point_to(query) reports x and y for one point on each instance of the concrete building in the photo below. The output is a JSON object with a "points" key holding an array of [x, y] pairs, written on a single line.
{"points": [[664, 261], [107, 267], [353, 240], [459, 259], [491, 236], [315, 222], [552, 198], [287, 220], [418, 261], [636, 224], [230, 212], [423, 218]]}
-=-=-
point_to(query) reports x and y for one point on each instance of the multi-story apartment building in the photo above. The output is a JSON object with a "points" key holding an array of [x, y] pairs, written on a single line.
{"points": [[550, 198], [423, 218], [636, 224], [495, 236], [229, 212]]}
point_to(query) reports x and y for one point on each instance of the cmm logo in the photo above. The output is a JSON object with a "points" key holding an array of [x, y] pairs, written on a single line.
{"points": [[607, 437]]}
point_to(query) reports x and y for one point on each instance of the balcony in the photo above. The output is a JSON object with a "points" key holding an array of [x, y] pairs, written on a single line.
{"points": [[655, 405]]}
-=-=-
▶ [Your task] Which lines of the records above contain the word "with"? Pull out each such line and copy it unchanged.

▶ [Written solution]
point_to(query) reports x and y for one point on each instance of the concrete building in the photo below. The output is a JSON object with a "points" key holding an array of [x, y] pairs, written on a single line.
point_to(query) reports x and y for one point on each instance of the multi-story apartment building in the photo above. The output is a JSON object with a "points" key holding an array of [x, y] pairs, written on a single line.
point_to(query) reports x and y for one point on each instance of the cmm logo in the photo above. The output is a JSON object with a "points" key holding an array of [x, y] pairs, written on a single line.
point_to(query) reports x and y for one point on each instance of the balcony in the photo above. The output is a JSON object with a "points" key holding an array of [x, y] pairs, written on a single line.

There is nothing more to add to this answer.